Copy every line of the records below that contains the string "spectator". Matching is case-sensitive.
************
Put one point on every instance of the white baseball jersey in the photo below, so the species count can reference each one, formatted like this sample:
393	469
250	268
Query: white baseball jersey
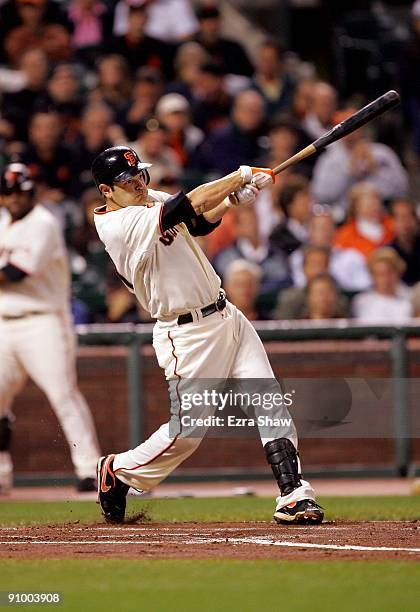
166	270
34	244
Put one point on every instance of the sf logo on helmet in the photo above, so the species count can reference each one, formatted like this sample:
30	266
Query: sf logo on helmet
130	157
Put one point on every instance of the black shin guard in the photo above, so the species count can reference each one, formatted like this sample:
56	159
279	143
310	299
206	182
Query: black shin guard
6	429
283	458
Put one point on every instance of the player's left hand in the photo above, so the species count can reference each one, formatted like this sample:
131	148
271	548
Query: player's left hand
260	177
245	195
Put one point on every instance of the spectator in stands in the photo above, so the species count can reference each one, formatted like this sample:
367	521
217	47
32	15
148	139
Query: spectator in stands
415	301
189	58
409	62
249	246
89	264
17	107
169	20
389	300
97	132
270	78
295	203
173	111
238	143
36	33
242	283
322	300
407	238
320	117
368	226
303	98
48	159
63	96
212	104
292	303
92	26
151	147
138	48
114	86
145	94
286	137
347	266
354	159
226	53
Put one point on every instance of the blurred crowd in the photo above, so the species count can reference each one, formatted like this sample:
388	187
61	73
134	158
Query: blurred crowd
336	236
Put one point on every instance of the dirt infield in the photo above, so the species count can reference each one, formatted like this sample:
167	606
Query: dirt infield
342	540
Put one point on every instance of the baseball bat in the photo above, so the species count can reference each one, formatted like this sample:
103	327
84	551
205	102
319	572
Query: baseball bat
372	110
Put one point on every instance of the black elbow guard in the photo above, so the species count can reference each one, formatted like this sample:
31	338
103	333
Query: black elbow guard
13	273
177	209
200	226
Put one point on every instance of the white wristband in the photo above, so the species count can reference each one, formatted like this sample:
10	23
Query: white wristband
246	174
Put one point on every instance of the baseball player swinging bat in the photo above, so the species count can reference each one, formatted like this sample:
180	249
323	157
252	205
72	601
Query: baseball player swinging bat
374	109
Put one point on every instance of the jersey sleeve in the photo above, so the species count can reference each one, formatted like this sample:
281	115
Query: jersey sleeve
142	228
33	255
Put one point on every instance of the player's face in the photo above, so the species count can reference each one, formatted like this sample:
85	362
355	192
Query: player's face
17	203
131	192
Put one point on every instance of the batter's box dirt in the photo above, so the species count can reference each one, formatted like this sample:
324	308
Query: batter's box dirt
365	540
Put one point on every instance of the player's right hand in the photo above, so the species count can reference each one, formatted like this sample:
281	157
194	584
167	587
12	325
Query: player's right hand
245	195
260	177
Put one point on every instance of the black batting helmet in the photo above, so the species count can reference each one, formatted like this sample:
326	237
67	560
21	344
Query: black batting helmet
118	164
15	177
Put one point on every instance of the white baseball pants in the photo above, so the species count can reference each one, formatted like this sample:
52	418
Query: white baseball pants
43	348
222	345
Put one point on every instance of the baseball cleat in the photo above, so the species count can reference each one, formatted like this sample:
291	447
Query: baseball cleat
112	492
304	512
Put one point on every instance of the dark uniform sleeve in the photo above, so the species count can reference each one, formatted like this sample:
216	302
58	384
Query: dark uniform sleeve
178	209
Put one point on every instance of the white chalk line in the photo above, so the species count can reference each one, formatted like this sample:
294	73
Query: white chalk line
206	541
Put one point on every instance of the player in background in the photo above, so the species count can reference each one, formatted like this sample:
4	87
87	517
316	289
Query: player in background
36	334
198	333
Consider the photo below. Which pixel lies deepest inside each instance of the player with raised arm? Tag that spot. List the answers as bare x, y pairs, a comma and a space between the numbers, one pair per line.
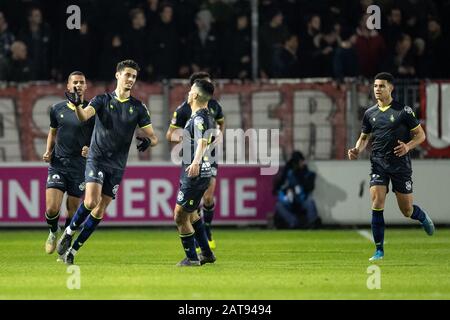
************
REPLY
Put one point on every instance of the spectator in stands in the photo above, so the species count can reference each one, formatted like this sample:
Query: spectator in stands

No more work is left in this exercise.